EXCERPT TO READ:
-- Opening Marker --
The ETS does not apply to workplaces subject to Executive Order 14042, covered under the Safer Federal Workforce Task Force COVID-19 Workplace Safety: Guidance for Federal Contractors and Subcontractors (“Federal Contractor Mandate”). Employers covered by the Federal Contractor Mandate are subject to different requirements. You can read more about them here.
What if some of our workforce is covered by the Federal Contractor Mandate and some of our workforce is not covered by the Federal Contractor Mandate?
If you otherwise meet the requirements of the OSHA ETS, the portion of your workforce not covered by the Federal Contractor Mandate will likely be subject to the OSHA ETS requirements.
If our employees are subject to the Federal Contractor Mandate, will we be required to test employees who receive an approved exemption from the Federal Contractor Mandate?
It depends. Each federal contractor employer must evaluate its own circumstances to determine appropriate accommodations. Federal contractor employers exempt from the OSHA ETS do not currently have a separate requirement to test an employee who seeks and has an approved accommodation (unless a federal agency or worksite requires testing). However, employers must comply with Title VII and the ADA, which implicates direct threat/health and safety as the underlying reason that vaccination may be mandated in these workplaces.
-- Closing Marker --
WHAT TO DO:
1 – In the OSHA ETS passage, which executive order exempts workplaces from the ETS?
2 – Please pick up the OSHA ETS passage after its final sentence and write what comes next.
These lines have nothing to do with the OSHA ETS passage.

Natural-language region descriptions:
-- Opening Marker --
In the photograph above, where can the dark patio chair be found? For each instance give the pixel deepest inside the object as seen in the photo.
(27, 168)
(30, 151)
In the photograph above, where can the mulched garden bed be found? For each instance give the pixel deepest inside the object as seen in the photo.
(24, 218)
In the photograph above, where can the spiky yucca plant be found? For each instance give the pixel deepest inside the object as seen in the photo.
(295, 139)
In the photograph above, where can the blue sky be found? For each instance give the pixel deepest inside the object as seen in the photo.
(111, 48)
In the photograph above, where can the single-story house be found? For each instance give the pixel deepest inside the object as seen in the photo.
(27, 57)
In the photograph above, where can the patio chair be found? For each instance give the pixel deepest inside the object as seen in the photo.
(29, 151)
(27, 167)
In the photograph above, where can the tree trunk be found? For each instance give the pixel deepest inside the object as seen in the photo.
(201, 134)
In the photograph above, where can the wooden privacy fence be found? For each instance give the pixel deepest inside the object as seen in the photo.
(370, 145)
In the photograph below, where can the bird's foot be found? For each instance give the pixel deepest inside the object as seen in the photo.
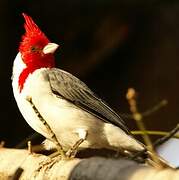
(52, 159)
(73, 150)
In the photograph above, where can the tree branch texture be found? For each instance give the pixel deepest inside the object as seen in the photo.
(19, 164)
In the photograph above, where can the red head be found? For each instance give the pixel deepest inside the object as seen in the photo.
(36, 50)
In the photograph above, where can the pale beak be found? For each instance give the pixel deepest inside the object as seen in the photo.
(50, 48)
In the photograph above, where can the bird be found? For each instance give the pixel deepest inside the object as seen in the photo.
(60, 106)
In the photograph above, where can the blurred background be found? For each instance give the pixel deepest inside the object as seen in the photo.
(110, 45)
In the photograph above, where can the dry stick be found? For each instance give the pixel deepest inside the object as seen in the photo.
(131, 97)
(167, 137)
(157, 133)
(148, 112)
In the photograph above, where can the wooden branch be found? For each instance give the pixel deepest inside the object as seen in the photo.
(96, 168)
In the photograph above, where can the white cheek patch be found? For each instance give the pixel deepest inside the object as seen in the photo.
(50, 48)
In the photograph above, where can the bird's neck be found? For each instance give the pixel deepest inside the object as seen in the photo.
(21, 71)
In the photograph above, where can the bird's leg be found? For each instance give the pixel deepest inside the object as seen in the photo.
-- Closing Marker --
ANSWERS GIVEN:
1 – Executive Order 14042.

2 –
If there is another accommodation outside of testing that is available, you can provide that – it doesn’t have to be testing. However, there are not a lot of options outside of testing beside masking and social distancing which is largely already required by the Federal Contractor Mandate. It likely would not be enough under Title VII/ADA to simply state that testing does not have to be provided because of the exemption from the OSHA ETS. For example, if a workplace COVID-19 case results in death and the employer was not taking safety precautions such as testing for those with exemptions, then the employer would need to explain why it chose to forego testing.
It is also important to note to that federal contractors may be subject to more stringent requirements imposed by a worksite (e.g., only those who are fully vaccinated may enter).
What if we are in the healthcare industry?
The federal Centers for Medicare & Medicaid Services (CMS) has issued a separate workplace vaccine mandate to encompass hospitals, dialysis facilities, ambulatory surgical settings, and home health agencies, among others, as a condition of participation in the Medicare and Medicaid programs. You can read more about that requirement here.
Legal challenges have already been filed against the ETS, and more are sure to come – which means it was likely to be temporarily blocked by a court order. Which is indeed what occurred on November 6, 2021. You can read more about the legal challenge here.
What should we do now?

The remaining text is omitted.